TÂCHES:
1. Dans l'extrait sur le football iranien, reprenez le passage commençant à « Iran rime souvent » et se terminant à « de Marcello Lippi. », en substituant « stade Azadi » à « Azadi Stadium ».
2. D'après l'extrait sur le football iranien, combien de fous du ballon rond s'entassent autour du pré ?

EXTRAIT SOURCE:
Iran rime souvent avec nucléaire, moins avec football. Pourtant, la Team Melli s’impose depuis plusieurs années comme la meilleure équipe d’Asie. La semaine prochaine, face à l’Ouzbékistan, elle peut même arracher son billet pour le Mondial en Russie.

Le  » clap  » fait trembler les murs de l’enceinte et les rues avoisinantes. Les cris et la liesse qui l’accompagnent s’occupent du reste. Pour 90 minutes, le temps s’arrête. Le pays a les yeux rivés sur le pré. Plus de 100.000 fous du ballon rond s’entassent autour. Deux coaches de renom abattent leurs cartes. Non, il ne s’agit pas du dernier Clasico. À Téhéran, dans son Azadi Stadium, l’Iran de Carlos Queiroz reçoit la Chine de Marcello Lippi.

(Entrées d'une source de données)
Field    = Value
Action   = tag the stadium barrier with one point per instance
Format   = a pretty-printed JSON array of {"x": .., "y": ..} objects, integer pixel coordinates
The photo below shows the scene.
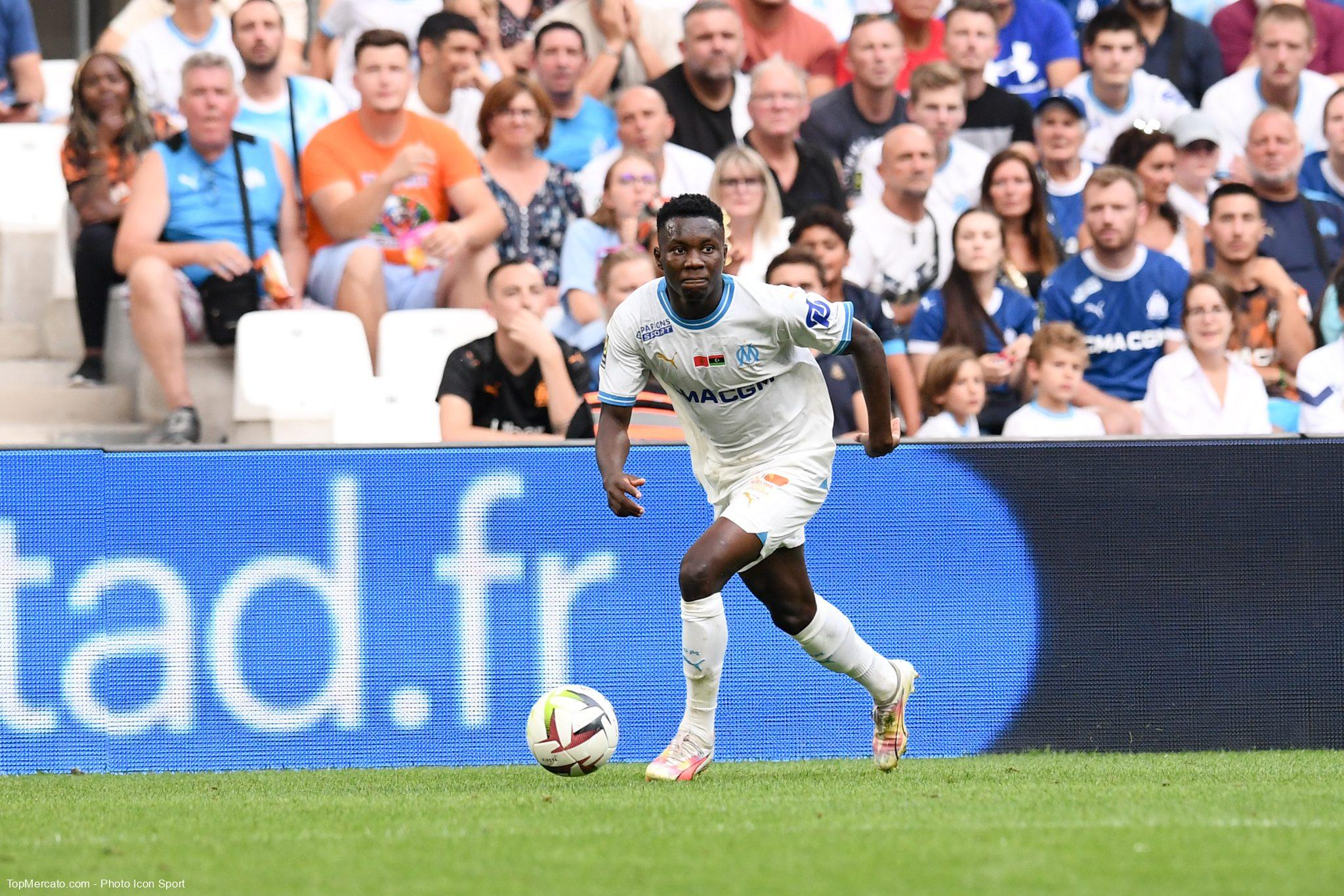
[{"x": 211, "y": 610}]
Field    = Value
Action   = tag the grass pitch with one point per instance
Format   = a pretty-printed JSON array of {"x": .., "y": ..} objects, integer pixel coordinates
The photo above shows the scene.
[{"x": 1267, "y": 823}]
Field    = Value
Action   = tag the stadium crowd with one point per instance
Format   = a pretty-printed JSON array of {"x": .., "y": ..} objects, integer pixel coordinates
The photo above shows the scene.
[{"x": 1063, "y": 219}]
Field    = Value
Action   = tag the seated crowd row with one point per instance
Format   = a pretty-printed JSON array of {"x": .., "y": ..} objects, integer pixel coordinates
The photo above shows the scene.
[{"x": 956, "y": 214}]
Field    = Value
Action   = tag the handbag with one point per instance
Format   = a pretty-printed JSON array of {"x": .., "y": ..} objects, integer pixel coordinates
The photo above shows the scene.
[{"x": 225, "y": 301}]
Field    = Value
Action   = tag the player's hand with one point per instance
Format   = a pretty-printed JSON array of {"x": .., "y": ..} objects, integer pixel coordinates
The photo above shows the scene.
[
  {"x": 620, "y": 489},
  {"x": 414, "y": 159},
  {"x": 223, "y": 260},
  {"x": 881, "y": 443}
]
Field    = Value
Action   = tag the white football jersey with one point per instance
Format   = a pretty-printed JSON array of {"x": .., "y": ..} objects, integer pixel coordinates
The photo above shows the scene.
[
  {"x": 744, "y": 382},
  {"x": 1151, "y": 98}
]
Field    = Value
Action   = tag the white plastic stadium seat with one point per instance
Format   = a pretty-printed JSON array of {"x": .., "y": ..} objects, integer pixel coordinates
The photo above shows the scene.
[
  {"x": 386, "y": 411},
  {"x": 414, "y": 346},
  {"x": 293, "y": 366}
]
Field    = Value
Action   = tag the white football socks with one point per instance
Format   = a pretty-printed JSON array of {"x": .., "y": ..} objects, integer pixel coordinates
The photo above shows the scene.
[
  {"x": 831, "y": 640},
  {"x": 705, "y": 638}
]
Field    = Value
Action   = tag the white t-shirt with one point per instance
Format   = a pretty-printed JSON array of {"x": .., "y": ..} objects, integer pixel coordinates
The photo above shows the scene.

RÉPONSES PAR TÂCHE:
1.
Iran rime souvent avec nucléaire, moins avec football. Pourtant, la Team Melli s’impose depuis plusieurs années comme la meilleure équipe d’Asie. La semaine prochaine, face à l’Ouzbékistan, elle peut même arracher son billet pour le Mondial en Russie.

Le  » clap  » fait trembler les murs de l’enceinte et les rues avoisinantes. Les cris et la liesse qui l’accompagnent s’occupent du reste. Pour 90 minutes, le temps s’arrête. Le pays a les yeux rivés sur le pré. Plus de 100.000 fous du ballon rond s’entassent autour. Deux coaches de renom abattent leurs cartes. Non, il ne s’agit pas du dernier Clasico. À Téhéran, dans son stade Azadi, l’Iran de Carlos Queiroz reçoit la Chine de Marcello Lippi.

2. Plus de 100.000.